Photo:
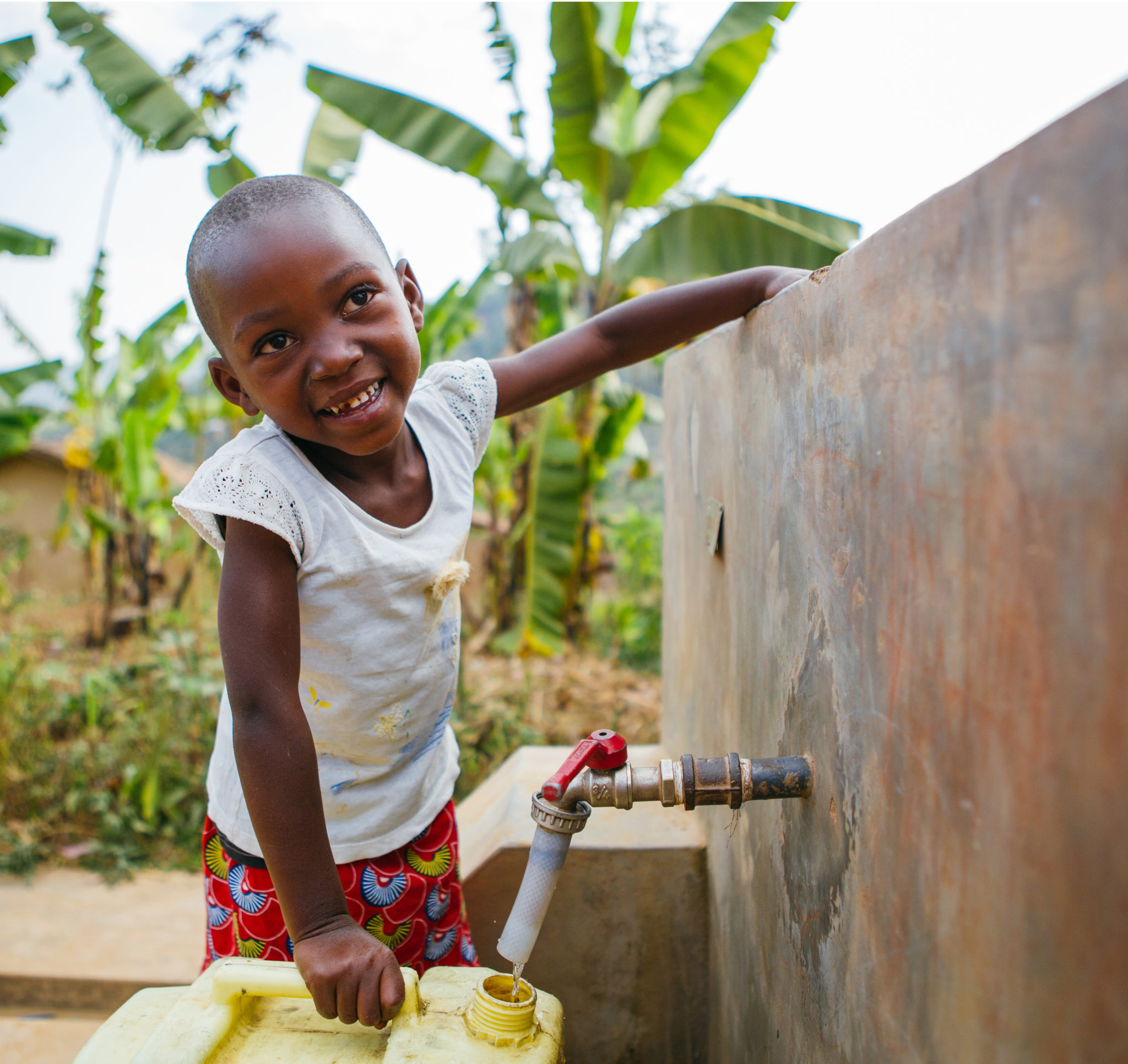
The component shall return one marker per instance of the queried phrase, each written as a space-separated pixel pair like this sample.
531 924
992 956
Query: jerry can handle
238 976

________

### YOUR INSTRUCTIONS
Turn the lines above into a numbered list, skipping any blank lines and omitting the pictures.

### SOLUTION BELOW
1. Photo:
2. The component shall return one marker per instance of the queried phrase, each written as a space-separated pixel pair like this sample.
3. 531 924
4. 992 956
5. Query: jerry can handle
6. 238 976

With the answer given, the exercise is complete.